[Texte à lire]
_ _ _ _ _
Nous avons dîné sur une belle aire de pique-nique au sommet de la première grosse montée. Les Australicains nous ont rejoints une heure et demie plus tard, alors que nous nous apprêtions à repartir. Ils nous ont expliqué qu’aucun bus ne circulait hier puisque c’était dimanche et qu’ils ont finalement dû se résoudre à dormir à Medesano. Ils ont pris un bus ce matin pour rejoindre Fornovo. Ils semblaient ne plus pouvoir faire un seul pas de plus. Nous leur avons indiqué que la route menait aussi à Cassio sans faire toutes ces bosses et était certainement plus courte, et ils ont longuement hésité à l’emprunter. Au final, ils ont marché dans la forêt encore un peu, puis ont préféré la route pour le dernier tronçon. Malgré ce raccourci, ils sont arrivés au gîte une heure après nous.

Cassio

Ledit gîte est privé et non pas paroissial ou communal. Il est tenu et bichonné par Adriano, un homme d’une générosité hors du commun. Tout est d’une propreté absolue, ce qui nous changeait du gîte miteux de Fornovo. Chaque recoin est également décoré et c’est extrêmement chargé. Notre chambre compte deux lits à étages et un petit coin salon a été aménagé avec un canapé et une table basse. Il y a également un canapé-lit qui est recouvert d’une couverture rouge et sur lequel se trouvent des peluches (dont un éléphant d’au moins un mètre de hauteur), des vieilles radios, des livres, etc. Les tables de nuit sont inutilisables puisque de gros pots de fausses fleurs y trônent. C’est aussi le cas des bords de fenêtre et il s’avère ainsi impossible d’aérer la pièce. Si tant est qu’on déplace le pot pour tout de même ouvrir la fenêtre, on ne peut cependant pas fermer les volets sans arracher les magnifiques géraniums à l’extérieur. Ce sera donc volets ouverts et fenêtres fermées pour cette nuit !
_ _ _ _ _
[Consigne A] Recopiez fidèlement le passage du texte à lire qui commence par les mots « Nous avons dîné » et s'achève sur « heure après nous. ».
[Consigne B]
Répondez aux questions suivantes à partir du texte à lire.
(i) Pour quelle raison aucun bus ne circulait-il la veille, selon les Australicains ?
(ii) Qui tient le gîte de Cassio ?
(iii) Combien de lits à étages la chambre compte-t-elle ?
[Consigne C] Résumez le texte à lire en deux phrases.

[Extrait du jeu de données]
_ _ _ _ _
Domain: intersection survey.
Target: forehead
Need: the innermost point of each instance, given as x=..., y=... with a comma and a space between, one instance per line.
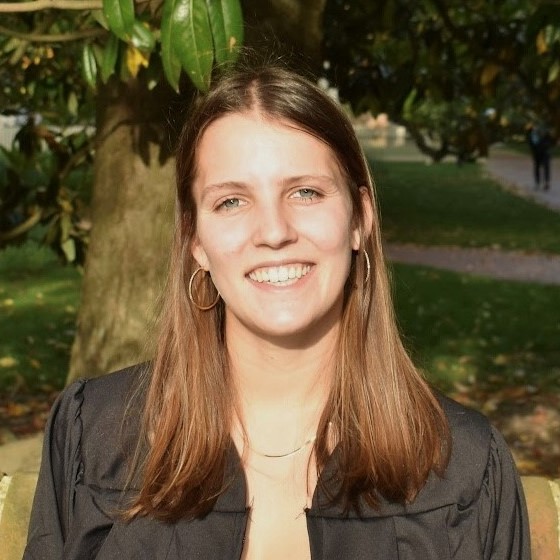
x=250, y=142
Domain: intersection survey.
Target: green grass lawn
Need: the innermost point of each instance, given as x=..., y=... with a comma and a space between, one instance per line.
x=447, y=204
x=466, y=329
x=38, y=302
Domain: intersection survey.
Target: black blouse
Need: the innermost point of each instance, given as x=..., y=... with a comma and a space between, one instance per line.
x=475, y=511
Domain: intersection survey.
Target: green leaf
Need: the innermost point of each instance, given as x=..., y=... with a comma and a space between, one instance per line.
x=109, y=60
x=169, y=58
x=120, y=17
x=72, y=103
x=191, y=39
x=69, y=249
x=89, y=66
x=142, y=37
x=226, y=22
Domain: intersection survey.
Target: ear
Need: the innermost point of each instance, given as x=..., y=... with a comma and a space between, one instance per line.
x=363, y=229
x=199, y=254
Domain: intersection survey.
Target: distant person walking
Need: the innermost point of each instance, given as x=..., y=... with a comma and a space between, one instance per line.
x=540, y=141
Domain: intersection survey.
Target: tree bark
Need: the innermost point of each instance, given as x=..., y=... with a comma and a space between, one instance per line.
x=132, y=204
x=132, y=209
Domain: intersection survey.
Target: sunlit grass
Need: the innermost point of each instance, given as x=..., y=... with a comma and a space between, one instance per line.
x=447, y=204
x=38, y=303
x=467, y=329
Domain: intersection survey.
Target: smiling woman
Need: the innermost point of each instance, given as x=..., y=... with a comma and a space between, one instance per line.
x=281, y=416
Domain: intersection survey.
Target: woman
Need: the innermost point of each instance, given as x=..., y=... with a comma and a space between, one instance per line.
x=281, y=416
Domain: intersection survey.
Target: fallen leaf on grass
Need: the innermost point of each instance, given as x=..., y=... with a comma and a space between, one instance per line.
x=8, y=361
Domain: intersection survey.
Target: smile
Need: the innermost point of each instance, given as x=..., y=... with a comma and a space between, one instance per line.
x=279, y=274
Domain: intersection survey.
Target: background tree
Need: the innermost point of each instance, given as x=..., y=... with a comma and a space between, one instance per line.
x=143, y=59
x=458, y=75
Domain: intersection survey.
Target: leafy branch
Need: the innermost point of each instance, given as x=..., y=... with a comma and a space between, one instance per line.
x=39, y=5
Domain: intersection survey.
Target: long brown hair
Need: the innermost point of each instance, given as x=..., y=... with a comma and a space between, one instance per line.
x=390, y=428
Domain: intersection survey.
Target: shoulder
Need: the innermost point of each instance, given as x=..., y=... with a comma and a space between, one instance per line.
x=112, y=393
x=99, y=399
x=95, y=424
x=471, y=440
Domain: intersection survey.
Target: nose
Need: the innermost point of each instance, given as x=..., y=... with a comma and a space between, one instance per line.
x=274, y=226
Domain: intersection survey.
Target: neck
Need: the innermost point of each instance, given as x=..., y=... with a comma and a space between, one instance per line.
x=281, y=390
x=266, y=373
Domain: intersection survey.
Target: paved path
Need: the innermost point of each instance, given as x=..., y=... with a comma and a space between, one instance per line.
x=542, y=269
x=516, y=171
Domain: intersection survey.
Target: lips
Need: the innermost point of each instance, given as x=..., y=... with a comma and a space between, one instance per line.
x=279, y=274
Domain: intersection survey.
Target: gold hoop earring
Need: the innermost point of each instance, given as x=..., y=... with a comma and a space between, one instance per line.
x=201, y=307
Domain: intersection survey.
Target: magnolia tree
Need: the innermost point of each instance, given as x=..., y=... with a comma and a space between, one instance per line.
x=459, y=75
x=141, y=64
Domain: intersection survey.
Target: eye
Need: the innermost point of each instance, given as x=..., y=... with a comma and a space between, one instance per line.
x=306, y=193
x=229, y=204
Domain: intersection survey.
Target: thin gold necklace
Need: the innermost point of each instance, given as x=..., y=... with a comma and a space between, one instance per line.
x=269, y=456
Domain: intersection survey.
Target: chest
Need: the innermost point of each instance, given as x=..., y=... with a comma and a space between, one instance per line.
x=279, y=492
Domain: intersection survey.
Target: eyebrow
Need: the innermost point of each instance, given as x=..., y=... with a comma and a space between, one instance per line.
x=209, y=190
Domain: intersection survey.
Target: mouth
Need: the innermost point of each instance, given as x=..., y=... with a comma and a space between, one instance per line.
x=280, y=275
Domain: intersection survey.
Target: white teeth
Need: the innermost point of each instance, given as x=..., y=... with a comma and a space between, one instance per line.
x=279, y=274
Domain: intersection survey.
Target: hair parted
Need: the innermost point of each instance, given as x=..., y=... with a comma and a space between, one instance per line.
x=390, y=428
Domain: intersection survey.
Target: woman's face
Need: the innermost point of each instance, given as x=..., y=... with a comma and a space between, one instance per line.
x=274, y=226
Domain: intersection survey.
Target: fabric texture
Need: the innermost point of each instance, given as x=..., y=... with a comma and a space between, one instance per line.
x=475, y=511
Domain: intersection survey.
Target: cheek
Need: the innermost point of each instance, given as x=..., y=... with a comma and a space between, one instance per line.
x=332, y=232
x=221, y=241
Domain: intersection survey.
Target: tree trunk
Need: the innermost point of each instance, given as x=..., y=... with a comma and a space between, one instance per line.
x=132, y=204
x=132, y=211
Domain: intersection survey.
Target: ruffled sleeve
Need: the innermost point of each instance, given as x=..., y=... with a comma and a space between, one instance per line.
x=60, y=471
x=503, y=519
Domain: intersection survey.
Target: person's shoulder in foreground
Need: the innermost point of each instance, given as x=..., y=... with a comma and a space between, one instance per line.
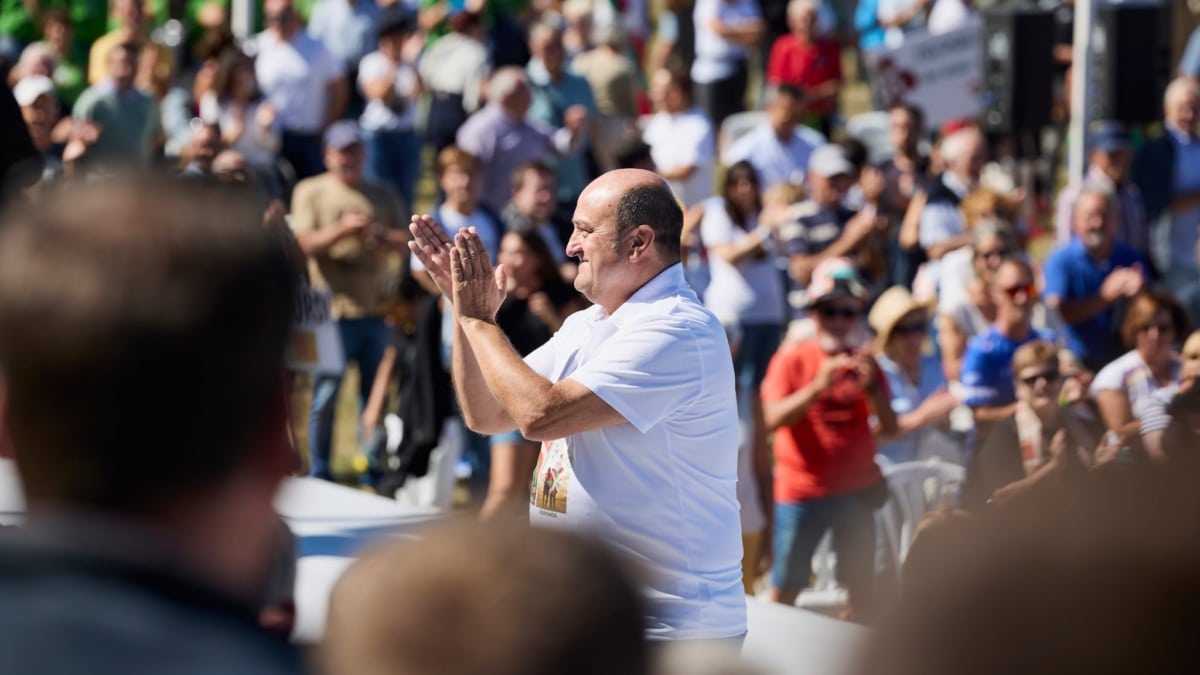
x=88, y=597
x=143, y=329
x=511, y=599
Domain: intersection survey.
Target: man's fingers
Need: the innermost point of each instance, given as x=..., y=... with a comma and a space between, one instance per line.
x=429, y=232
x=479, y=255
x=502, y=279
x=457, y=267
x=462, y=250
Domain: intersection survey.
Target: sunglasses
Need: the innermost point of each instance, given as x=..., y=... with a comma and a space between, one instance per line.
x=1050, y=376
x=909, y=329
x=1014, y=291
x=843, y=312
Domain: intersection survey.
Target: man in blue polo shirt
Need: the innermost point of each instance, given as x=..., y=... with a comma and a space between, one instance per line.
x=1087, y=276
x=988, y=363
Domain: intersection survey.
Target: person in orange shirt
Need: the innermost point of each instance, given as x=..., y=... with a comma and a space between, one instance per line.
x=819, y=396
x=810, y=63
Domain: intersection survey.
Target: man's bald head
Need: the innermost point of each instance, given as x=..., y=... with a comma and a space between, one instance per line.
x=642, y=197
x=1181, y=103
x=497, y=598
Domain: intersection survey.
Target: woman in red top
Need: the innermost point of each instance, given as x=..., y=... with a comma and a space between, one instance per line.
x=808, y=61
x=819, y=396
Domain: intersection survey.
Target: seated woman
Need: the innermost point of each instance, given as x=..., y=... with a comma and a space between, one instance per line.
x=1019, y=446
x=969, y=311
x=919, y=394
x=1153, y=416
x=1152, y=326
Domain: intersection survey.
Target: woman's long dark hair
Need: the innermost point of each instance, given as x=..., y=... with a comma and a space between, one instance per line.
x=547, y=270
x=739, y=171
x=228, y=63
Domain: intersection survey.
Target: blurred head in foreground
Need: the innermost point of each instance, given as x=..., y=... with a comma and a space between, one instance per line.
x=1099, y=575
x=143, y=326
x=496, y=598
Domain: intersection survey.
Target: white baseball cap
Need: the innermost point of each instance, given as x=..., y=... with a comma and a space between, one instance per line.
x=31, y=88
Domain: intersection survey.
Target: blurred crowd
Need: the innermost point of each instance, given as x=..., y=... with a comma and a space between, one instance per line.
x=915, y=294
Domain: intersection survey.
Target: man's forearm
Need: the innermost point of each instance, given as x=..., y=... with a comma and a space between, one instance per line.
x=481, y=411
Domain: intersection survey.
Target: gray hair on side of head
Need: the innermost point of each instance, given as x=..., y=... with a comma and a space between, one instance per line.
x=1102, y=189
x=504, y=82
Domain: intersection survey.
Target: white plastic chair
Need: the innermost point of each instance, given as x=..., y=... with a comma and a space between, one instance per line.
x=871, y=130
x=916, y=488
x=736, y=126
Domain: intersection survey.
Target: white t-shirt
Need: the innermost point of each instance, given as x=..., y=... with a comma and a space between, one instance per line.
x=294, y=76
x=377, y=115
x=660, y=488
x=777, y=162
x=718, y=57
x=947, y=16
x=749, y=292
x=957, y=273
x=681, y=141
x=259, y=147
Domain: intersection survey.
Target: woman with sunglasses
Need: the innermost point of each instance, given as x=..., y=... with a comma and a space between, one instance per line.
x=745, y=291
x=1019, y=446
x=919, y=394
x=1152, y=326
x=819, y=396
x=1153, y=416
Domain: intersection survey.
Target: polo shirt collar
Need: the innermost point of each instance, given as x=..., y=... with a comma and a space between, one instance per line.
x=669, y=282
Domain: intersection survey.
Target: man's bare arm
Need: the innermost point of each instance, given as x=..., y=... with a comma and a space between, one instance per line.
x=541, y=410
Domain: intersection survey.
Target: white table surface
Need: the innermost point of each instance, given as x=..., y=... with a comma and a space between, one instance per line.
x=333, y=523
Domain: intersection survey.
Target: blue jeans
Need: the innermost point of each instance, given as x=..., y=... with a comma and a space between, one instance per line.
x=798, y=530
x=394, y=159
x=364, y=341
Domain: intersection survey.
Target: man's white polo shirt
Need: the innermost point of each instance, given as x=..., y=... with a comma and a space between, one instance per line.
x=663, y=487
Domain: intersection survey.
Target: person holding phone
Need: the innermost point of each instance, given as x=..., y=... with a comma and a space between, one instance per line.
x=819, y=396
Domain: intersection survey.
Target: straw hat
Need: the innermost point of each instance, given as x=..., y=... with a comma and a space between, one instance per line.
x=889, y=309
x=834, y=278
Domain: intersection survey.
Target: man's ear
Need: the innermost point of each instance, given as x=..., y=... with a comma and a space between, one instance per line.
x=642, y=240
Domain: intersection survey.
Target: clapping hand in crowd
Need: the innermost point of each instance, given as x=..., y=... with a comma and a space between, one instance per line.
x=432, y=246
x=1122, y=282
x=479, y=288
x=83, y=135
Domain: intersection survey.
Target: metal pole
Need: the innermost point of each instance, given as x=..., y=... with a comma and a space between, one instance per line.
x=1080, y=88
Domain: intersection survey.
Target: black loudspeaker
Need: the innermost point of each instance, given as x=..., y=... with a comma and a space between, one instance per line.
x=1132, y=61
x=1017, y=84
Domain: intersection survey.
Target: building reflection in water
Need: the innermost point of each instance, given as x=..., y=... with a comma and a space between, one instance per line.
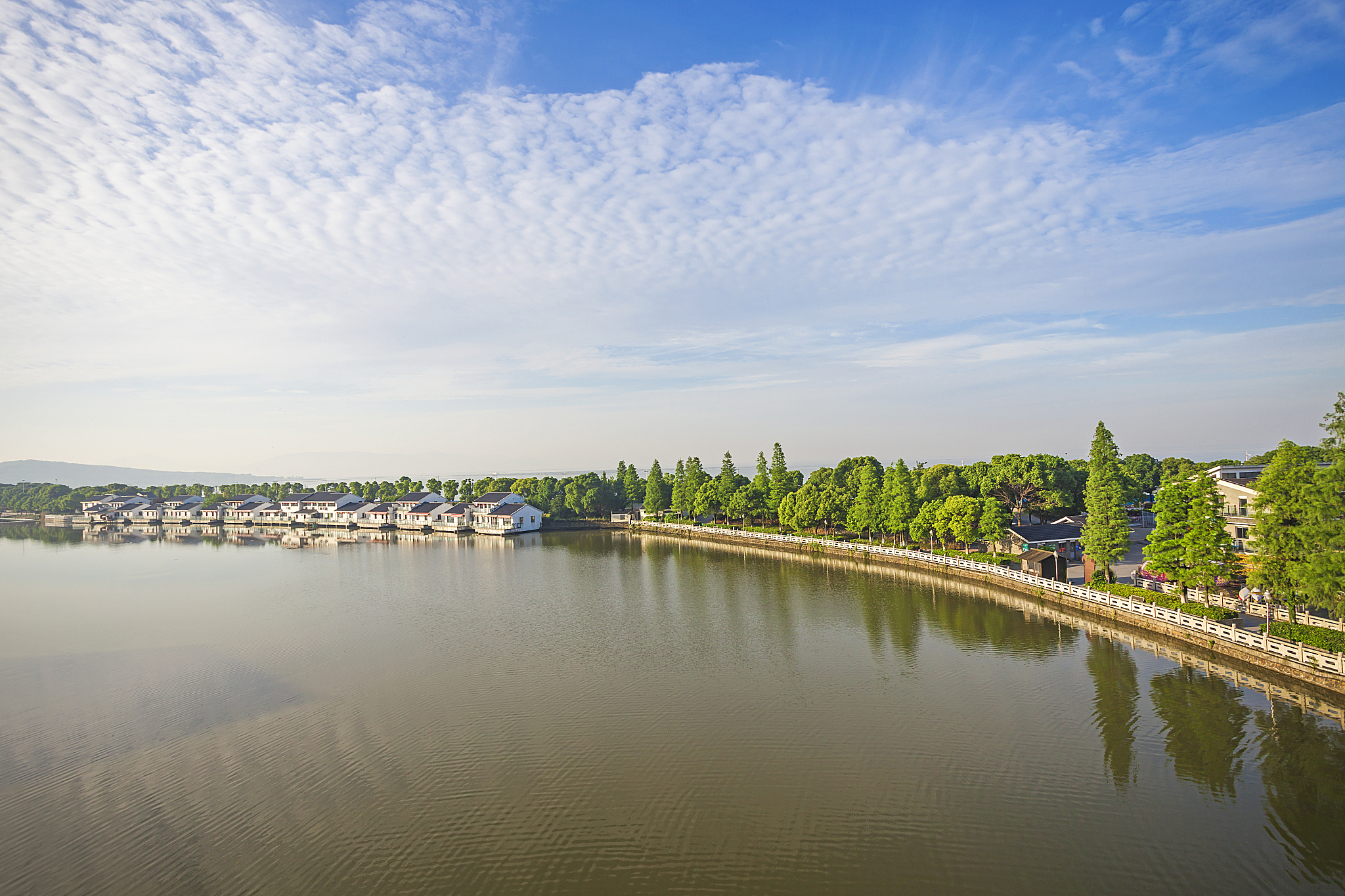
x=1115, y=706
x=1206, y=729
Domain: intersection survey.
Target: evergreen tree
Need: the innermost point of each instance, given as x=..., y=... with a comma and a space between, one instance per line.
x=726, y=481
x=786, y=513
x=927, y=522
x=994, y=523
x=680, y=488
x=1207, y=545
x=780, y=480
x=899, y=499
x=654, y=490
x=695, y=480
x=1281, y=509
x=866, y=512
x=708, y=500
x=631, y=490
x=1106, y=536
x=1165, y=553
x=1323, y=575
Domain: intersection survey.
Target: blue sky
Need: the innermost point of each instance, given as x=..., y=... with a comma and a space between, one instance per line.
x=666, y=228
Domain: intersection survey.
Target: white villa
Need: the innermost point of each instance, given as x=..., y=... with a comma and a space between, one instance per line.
x=494, y=513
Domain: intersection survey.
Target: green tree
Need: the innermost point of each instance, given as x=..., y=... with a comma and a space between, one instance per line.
x=632, y=489
x=1207, y=545
x=807, y=507
x=1334, y=425
x=899, y=499
x=1323, y=574
x=927, y=522
x=680, y=489
x=1281, y=509
x=708, y=500
x=726, y=482
x=866, y=512
x=1165, y=553
x=1024, y=482
x=1106, y=536
x=695, y=477
x=654, y=490
x=780, y=480
x=994, y=522
x=831, y=507
x=961, y=519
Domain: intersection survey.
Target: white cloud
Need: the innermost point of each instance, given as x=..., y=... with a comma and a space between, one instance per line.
x=200, y=187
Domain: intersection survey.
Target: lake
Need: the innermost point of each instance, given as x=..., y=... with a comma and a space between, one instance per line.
x=603, y=712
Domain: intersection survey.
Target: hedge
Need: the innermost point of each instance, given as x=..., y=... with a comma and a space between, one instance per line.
x=1168, y=601
x=1312, y=636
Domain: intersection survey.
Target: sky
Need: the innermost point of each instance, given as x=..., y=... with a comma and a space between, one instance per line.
x=346, y=240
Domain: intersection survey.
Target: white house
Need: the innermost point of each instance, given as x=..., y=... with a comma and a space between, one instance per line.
x=422, y=515
x=380, y=515
x=353, y=513
x=508, y=519
x=245, y=512
x=412, y=499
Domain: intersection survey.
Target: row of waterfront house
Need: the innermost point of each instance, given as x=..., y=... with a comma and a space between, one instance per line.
x=494, y=513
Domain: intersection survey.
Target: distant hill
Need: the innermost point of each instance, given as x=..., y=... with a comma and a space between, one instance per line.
x=77, y=475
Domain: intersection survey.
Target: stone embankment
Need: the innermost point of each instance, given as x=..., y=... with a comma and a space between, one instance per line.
x=1302, y=662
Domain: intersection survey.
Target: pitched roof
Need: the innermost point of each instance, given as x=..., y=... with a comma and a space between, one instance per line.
x=1047, y=532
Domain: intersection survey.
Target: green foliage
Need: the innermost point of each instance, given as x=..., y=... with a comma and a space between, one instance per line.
x=959, y=519
x=1208, y=548
x=1281, y=511
x=654, y=489
x=866, y=512
x=1323, y=575
x=1165, y=551
x=1106, y=535
x=1312, y=636
x=994, y=522
x=940, y=482
x=899, y=499
x=782, y=482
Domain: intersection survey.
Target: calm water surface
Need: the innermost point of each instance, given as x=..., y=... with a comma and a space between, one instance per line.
x=611, y=714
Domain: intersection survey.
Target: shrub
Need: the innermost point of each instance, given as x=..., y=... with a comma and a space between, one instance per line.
x=1168, y=601
x=1312, y=636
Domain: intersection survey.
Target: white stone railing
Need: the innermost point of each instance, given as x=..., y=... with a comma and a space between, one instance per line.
x=1281, y=648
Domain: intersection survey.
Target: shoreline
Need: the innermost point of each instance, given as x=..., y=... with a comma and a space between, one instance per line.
x=1113, y=612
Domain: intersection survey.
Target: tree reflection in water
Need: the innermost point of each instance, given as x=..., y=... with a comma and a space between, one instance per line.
x=1302, y=765
x=1115, y=706
x=1204, y=721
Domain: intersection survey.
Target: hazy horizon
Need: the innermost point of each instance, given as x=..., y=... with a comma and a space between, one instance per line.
x=530, y=238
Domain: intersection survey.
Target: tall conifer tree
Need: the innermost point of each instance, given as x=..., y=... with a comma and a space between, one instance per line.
x=1282, y=508
x=1208, y=547
x=678, y=486
x=654, y=489
x=780, y=480
x=899, y=499
x=1165, y=551
x=1106, y=536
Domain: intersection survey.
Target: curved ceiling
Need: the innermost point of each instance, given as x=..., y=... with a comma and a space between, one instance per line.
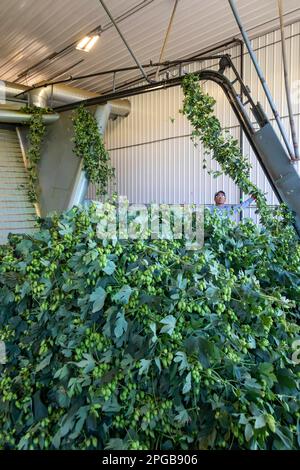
_ _ _ _ _
[Réponse attendue A]
Nous avons dîné sur une belle aire de pique-nique au sommet de la première grosse montée. Les Australicains nous ont rejoints une heure et demie plus tard, alors que nous nous apprêtions à repartir. Ils nous ont expliqué qu’aucun bus ne circulait hier puisque c’était dimanche et qu’ils ont finalement dû se résoudre à dormir à Medesano. Ils ont pris un bus ce matin pour rejoindre Fornovo. Ils semblaient ne plus pouvoir faire un seul pas de plus. Nous leur avons indiqué que la route menait aussi à Cassio sans faire toutes ces bosses et était certainement plus courte, et ils ont longuement hésité à l’emprunter. Au final, ils ont marché dans la forêt encore un peu, puis ont préféré la route pour le dernier tronçon. Malgré ce raccourci, ils sont arrivés au gîte une heure après nous.

[Réponse attendue B]
(i) Parce que c'était dimanche.
(ii) Adriano.
(iii) Deux.

[Réponse attendue C] Faute de bus le dimanche, les Australicains ont dû dormir à Medesano, ont rejoint l'aire de pique-nique au moment du départ et, malgré un raccourci par la route, sont arrivés au gîte une heure plus tard. Le gîte privé de Cassio, tenu par Adriano, est d'une propreté absolue mais très chargé en décoration, au point que de gros pots de fausses fleurs posés sur les bords de fenêtre rendent impossible l'aération de la pièce.